■ TASK MATERIAL
━━━━━━
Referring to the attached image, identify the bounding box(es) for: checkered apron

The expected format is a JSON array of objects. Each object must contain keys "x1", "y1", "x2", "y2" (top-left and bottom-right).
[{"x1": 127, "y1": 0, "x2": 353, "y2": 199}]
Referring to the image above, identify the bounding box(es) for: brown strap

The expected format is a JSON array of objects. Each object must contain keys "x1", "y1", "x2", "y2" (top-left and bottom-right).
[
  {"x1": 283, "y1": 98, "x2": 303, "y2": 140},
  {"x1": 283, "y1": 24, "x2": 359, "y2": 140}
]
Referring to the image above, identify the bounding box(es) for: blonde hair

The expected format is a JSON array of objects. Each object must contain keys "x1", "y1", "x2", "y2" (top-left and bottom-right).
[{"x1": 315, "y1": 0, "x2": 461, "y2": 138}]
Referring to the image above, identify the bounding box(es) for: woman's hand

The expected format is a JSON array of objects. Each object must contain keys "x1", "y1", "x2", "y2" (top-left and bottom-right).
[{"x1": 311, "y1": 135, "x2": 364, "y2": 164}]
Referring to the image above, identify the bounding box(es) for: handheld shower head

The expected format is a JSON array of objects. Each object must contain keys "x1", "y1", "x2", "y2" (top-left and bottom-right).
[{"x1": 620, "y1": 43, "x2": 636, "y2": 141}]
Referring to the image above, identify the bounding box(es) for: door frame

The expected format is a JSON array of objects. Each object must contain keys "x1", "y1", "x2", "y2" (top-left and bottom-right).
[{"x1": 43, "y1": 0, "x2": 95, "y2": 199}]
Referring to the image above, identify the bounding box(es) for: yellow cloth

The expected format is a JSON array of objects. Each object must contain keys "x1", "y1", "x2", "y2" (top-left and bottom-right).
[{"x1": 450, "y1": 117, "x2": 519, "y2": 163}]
━━━━━━
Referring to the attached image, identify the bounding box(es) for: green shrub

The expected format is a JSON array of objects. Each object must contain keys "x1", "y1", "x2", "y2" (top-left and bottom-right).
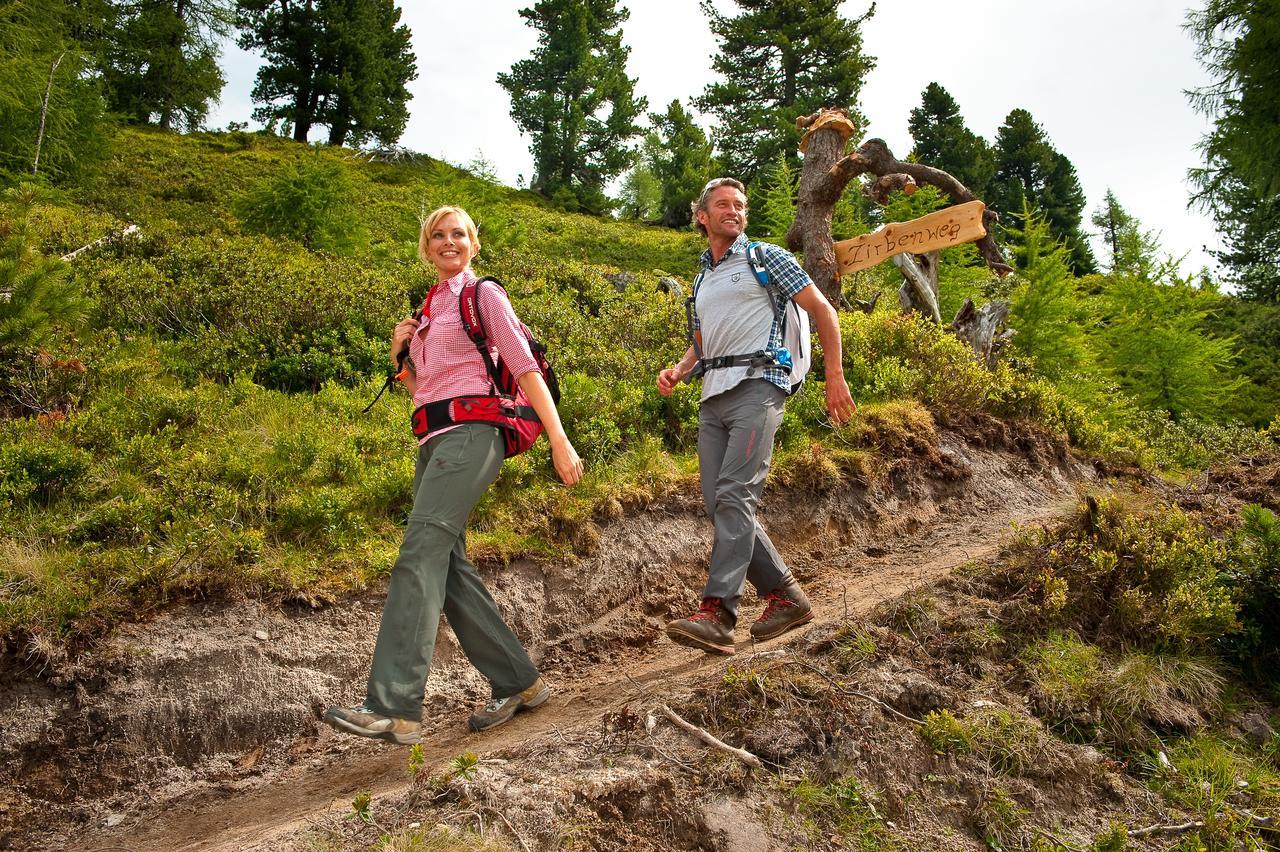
━━━━━━
Go through the records and show every line with the string "bounding" in it.

Referring to the attached image, identify the bounding box(es) for: checkered apron
Referring to the image above, identify the bounding box(es) for: brown strap
Referring to the image above, identify the bounding box(es) for: blonde hair
Referring to the image above, identify the bounding box(es) for: woman's hand
Referring to the image above, identify the bounding box(es) for: handheld shower head
Referring to the image above, identify the bounding box(es) for: door frame
Referring to the image above, identify the bounding box(es) for: yellow cloth
Referring to the attached image, identify the bounding box(es) for: green shrub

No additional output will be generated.